*** PROVIDED PASSAGE Section Begins ***

For the first two years, she asked me "How are those socks coming?" and I'd answer "How in the world do you expect me to knit when I constantly have kids in my lap??!!"
She'd patiently respond "Ya know, pointy sticks can solve that."
But, in the Autumn of 2005, it all of a sudden seemed like my lap wasn't quite as busy, or that my daughter's destructive tendencies mellowed and her meanderings seemed to be guided less by impulse, and I could actually sit and occasionally even do something, so once I got rid of that nervous twitch I'd developed when she learned to walk....I took up those 5 little needles with about 3 rows on them and started to knit. It was peaceful. And like any good knitter, about 20 rows into a project, I saw another pattern which would make a great Christmas present.....dress socks for my husband! He'd never been happy with store-bought and had even had the
I swear that I checked the gauge! But the first sock seemed a little big...but that is what he got for Christmas. One sock....with a promise to have the other done by Epiphany.
"Do you have enough wool?" he asked.
"Yes, definitely. More than enough." I replied.
"Because this sock is really cozy, but it seems a little big." he tentatively stated.
I'm sure there was a flash of fury in my eyes, before my heart sank.
So sock #1, attempt #2 was finished on Valentines Day, and boy I needed a break from that pattern. It is NOT fair!!!! It is hard enough to finish a 2nd sock because you feel finished after the first. Now I have to do sock #3??????
So I went back to my patiently waiting multicolored yarn for me. I'd finished sock #1, and so now I started sock #2. Oh, LIFE IS CRUEL. My knitting ability had improved so much on all these dysfunctional socks that the stitches were so different the 2nd sock made sock #1 look like it was done by a nearsighted four year old. My sock pusher did not say a thing, bless her cursed soul, but then she affirmed that it was exactly what she would've done, when I ripped all the stitches from sock #1 in order to start over.

*** PROVIDED PASSAGE Section Ends ***

• YOUR TASK
In the sock-knitting account, why did the narrator rip out all the stitches of the first sock of her own multicolored pair?

*** PROVIDED MATERIAL Section Begins ***

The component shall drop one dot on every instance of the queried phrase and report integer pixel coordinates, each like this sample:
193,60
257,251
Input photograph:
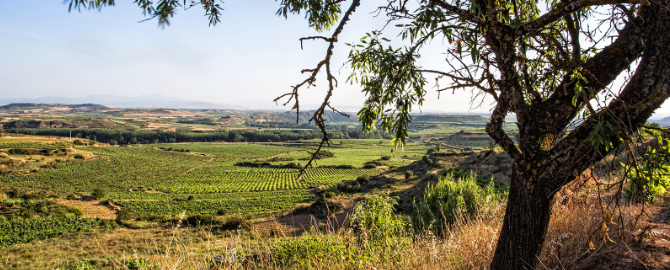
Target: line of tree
118,136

*** PROVIDED MATERIAL Section Ends ***

• TASK ANSWER
Her knitting had improved so much while working on the earlier socks that the stitches of the second sock were very different from the first. Next to the second sock, the first looked as if a nearsighted four-year-old had knit it, so she ripped it out to start over.